> [Required task]:
Starting with the line that contains "One point belongs on each instance of the creek.", reproduce each line through the end of the listing below, with no other output.

> [Exercise materials]:
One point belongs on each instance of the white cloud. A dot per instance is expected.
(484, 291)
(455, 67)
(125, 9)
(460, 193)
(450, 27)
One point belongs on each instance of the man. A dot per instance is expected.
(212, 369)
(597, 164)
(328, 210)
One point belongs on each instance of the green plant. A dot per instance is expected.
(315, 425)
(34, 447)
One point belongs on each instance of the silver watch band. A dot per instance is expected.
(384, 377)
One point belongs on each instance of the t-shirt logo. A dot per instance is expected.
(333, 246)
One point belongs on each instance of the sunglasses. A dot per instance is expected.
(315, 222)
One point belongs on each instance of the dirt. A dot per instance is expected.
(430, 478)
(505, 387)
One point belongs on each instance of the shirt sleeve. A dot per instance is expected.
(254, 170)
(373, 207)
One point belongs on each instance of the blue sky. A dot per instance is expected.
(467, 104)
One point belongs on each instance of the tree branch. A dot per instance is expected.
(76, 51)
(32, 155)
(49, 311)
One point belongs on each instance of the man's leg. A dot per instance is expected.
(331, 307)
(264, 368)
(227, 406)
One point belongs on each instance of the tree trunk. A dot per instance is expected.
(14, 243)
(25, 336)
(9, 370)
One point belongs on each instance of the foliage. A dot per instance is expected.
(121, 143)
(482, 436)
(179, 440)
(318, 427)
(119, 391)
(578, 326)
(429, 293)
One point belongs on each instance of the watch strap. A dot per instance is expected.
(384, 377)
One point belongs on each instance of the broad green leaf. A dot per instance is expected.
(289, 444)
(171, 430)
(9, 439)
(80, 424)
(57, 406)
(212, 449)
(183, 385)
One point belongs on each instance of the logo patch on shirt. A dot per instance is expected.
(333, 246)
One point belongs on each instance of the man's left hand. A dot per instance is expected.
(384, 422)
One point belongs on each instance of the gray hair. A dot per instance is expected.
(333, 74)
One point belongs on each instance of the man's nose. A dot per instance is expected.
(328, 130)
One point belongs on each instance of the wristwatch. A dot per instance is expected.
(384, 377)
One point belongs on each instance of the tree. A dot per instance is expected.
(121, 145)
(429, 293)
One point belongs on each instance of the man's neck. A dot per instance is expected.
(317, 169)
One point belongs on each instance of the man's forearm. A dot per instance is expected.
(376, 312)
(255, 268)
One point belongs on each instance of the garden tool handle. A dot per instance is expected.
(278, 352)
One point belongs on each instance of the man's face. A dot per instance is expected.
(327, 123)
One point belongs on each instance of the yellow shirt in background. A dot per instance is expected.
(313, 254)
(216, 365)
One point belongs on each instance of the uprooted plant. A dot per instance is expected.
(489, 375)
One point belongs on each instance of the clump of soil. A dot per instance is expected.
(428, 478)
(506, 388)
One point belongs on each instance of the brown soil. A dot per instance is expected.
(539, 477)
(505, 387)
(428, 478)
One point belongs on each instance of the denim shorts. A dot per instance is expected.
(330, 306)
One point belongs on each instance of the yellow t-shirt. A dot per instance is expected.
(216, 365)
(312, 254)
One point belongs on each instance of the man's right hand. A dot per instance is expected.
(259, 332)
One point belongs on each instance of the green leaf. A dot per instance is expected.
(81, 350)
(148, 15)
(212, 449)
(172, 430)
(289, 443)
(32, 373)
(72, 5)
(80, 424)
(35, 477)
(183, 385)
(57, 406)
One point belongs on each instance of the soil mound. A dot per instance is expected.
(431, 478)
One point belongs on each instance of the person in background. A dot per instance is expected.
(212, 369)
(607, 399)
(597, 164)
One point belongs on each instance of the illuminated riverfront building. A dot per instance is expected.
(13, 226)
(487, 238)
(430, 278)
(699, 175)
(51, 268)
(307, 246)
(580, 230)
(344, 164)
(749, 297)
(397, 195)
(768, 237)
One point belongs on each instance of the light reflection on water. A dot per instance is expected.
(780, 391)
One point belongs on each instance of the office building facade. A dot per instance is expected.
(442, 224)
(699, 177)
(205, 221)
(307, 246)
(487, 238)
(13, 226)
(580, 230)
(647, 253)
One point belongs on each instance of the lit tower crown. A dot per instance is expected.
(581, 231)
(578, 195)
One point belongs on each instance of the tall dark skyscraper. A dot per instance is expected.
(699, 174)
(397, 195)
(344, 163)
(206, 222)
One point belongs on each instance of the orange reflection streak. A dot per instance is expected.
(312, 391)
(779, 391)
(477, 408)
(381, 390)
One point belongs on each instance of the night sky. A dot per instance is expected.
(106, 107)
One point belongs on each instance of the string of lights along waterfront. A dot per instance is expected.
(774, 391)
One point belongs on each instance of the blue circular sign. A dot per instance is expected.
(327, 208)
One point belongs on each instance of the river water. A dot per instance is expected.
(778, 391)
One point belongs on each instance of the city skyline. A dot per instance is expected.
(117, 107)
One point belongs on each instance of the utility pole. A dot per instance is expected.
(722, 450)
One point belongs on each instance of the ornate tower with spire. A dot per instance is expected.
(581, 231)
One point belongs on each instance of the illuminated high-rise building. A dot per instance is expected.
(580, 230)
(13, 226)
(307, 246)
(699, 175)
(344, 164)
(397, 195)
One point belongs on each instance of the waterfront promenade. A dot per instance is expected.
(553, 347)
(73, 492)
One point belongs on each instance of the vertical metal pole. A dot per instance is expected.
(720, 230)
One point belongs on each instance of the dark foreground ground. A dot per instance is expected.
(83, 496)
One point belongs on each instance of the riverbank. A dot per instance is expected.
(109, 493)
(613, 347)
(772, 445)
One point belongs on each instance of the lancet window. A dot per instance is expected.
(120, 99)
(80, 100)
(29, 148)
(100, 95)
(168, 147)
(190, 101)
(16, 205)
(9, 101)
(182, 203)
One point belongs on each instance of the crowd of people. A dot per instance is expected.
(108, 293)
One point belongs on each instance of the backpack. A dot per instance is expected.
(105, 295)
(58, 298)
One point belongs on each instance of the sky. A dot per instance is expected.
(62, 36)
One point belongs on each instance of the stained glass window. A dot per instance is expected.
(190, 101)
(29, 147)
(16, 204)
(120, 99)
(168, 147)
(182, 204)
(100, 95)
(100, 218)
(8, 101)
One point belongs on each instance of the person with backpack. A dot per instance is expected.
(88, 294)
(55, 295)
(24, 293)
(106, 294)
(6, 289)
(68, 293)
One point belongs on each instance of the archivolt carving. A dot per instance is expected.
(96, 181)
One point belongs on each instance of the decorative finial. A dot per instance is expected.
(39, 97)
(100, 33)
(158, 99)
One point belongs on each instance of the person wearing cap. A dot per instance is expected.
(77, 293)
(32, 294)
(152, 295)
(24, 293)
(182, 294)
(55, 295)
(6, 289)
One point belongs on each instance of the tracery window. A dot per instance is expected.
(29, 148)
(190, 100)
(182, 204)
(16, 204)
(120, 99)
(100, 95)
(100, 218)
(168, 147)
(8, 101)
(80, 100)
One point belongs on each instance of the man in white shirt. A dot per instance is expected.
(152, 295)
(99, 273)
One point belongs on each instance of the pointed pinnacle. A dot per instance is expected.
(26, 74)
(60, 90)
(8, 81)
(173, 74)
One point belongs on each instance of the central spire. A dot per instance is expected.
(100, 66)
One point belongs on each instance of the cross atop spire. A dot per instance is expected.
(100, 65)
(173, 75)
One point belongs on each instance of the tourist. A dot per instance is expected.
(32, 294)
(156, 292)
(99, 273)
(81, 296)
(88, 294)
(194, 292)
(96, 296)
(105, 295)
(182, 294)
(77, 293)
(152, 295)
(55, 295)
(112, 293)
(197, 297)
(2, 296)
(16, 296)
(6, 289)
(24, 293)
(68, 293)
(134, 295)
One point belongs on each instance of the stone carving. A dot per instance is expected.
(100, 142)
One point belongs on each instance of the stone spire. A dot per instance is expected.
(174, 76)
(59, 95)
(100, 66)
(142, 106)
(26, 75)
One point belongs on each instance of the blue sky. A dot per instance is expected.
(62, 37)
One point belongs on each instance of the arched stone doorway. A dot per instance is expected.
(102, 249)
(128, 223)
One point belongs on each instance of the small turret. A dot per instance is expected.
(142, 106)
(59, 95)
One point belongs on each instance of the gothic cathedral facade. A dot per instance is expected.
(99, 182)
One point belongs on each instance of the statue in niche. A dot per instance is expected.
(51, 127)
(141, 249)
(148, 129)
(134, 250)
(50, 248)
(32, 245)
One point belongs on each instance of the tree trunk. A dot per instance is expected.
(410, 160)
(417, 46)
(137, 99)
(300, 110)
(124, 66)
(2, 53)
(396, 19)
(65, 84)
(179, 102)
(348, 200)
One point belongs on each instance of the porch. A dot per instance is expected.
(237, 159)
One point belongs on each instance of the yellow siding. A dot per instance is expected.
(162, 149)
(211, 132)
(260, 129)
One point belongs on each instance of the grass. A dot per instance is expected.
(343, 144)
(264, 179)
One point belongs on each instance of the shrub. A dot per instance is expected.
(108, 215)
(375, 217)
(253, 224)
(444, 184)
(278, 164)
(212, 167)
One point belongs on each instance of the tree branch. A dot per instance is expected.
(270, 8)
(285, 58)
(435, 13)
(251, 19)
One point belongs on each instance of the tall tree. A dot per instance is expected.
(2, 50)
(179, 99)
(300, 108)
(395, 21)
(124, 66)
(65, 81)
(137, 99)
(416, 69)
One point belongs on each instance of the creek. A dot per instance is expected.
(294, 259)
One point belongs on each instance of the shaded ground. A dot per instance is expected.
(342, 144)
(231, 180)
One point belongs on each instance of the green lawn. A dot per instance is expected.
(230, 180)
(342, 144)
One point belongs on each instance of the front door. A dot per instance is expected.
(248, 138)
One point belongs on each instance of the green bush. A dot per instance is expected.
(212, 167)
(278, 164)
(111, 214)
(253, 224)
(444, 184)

> [Solution]:
One point belongs on each instance of the creek. A dot per instance is expected.
(294, 259)
One point belongs on each instance of the shaded ground. A dot per instance is expected.
(342, 144)
(231, 180)
One point belongs on each instance of the green lawn. A dot per instance is expected.
(230, 180)
(342, 144)
One point belongs on each instance of the front door. A dot per instance is expected.
(248, 138)
One point belongs on each instance of the green bush. A dot per instance is expected.
(212, 167)
(278, 164)
(111, 214)
(253, 224)
(444, 184)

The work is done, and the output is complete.